FAÇA ISTO – Transcreva por completo o trecho da decisão arbitral, sem mudar nada.

TEXTO FORNECIDO –
7.    O Tribunal Arbitral foi regularmente constituído e é materialmente competente.

 

       As partes gozam de personalidade e capacidade judiciárias e são legítimas (arts. 4.º e 10.º, n.º 2, do mesmo diploma e art. 1.º da Portaria n.º 112-A/2011, de 22 de Março).

 

       O pedido de cumulação de pedidos é legal.

 

       O processo não enferma de nulidades.

 

 

B. DECISÃO

 

1. MATÉRIA DE FACTO

 

1.1. FACTOS PROVADOS

 

Consideram-se provados os seguintes factos:

 

a)    É requerente é uma sociedade comercial, cuja actividade principal consiste na compra, venda e aluguer de máquinas e veículos automóveis.

b)    No exercício da sua actividade, oferece aos clientes diversas soluções, no âmbito do aluguer de longa duração e da venda de veículos automóveis

c)    Foi notificada das notas de liquidação de IUC objecto dos autos, tendo pago o respectivo imposto.

d)    Na sequência de vendas que efectuou, emitiu as respectivas facturas.

e)    A requerente reclamou graciosamente das liquidações objecto do presente processo, de cujo indeferimento foi notificada, respectivamente em 14-04-2014, 15-04-2014 e 16-04-2014.

h)    A requerente apresentou, em 20-06-2104, o pedido de pronúncia arbitral que deu origem aos presentes autos.

 

1.2  Os factos foram dados como provados com base nos documentos juntos ao processo pela requerente, cuja autenticidade não foi posta em causa pela requerida.

 

1.3  FACTOS NÃO PROVADOS

      

       Não existem factos dados como não provados com relevância para a apreciação do pedido.

DADOS FORNECIDOS –
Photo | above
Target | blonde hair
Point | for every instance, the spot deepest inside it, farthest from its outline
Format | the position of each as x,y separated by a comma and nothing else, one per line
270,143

RESULTADO DA TAREFA –
7.    O Tribunal Arbitral foi regularmente constituído e é materialmente competente.

 

       As partes gozam de personalidade e capacidade judiciárias e são legítimas (arts. 4.º e 10.º, n.º 2, do mesmo diploma e art. 1.º da Portaria n.º 112-A/2011, de 22 de Março).

 

       O pedido de cumulação de pedidos é legal.

 

       O processo não enferma de nulidades.

 

 

B. DECISÃO

 

1. MATÉRIA DE FACTO

 

1.1. FACTOS PROVADOS

 

Consideram-se provados os seguintes factos:

 

a)    É requerente é uma sociedade comercial, cuja actividade principal consiste na compra, venda e aluguer de máquinas e veículos automóveis.

b)    No exercício da sua actividade, oferece aos clientes diversas soluções, no âmbito do aluguer de longa duração e da venda de veículos automóveis

c)    Foi notificada das notas de liquidação de IUC objecto dos autos, tendo pago o respectivo imposto.

d)    Na sequência de vendas que efectuou, emitiu as respectivas facturas.

e)    A requerente reclamou graciosamente das liquidações objecto do presente processo, de cujo indeferimento foi notificada, respectivamente em 14-04-2014, 15-04-2014 e 16-04-2014.

h)    A requerente apresentou, em 20-06-2104, o pedido de pronúncia arbitral que deu origem aos presentes autos.

 

1.2  Os factos foram dados como provados com base nos documentos juntos ao processo pela requerente, cuja autenticidade não foi posta em causa pela requerida.

 

1.3  FACTOS NÃO PROVADOS

      

       Não existem factos dados como não provados com relevância para a apreciação do pedido.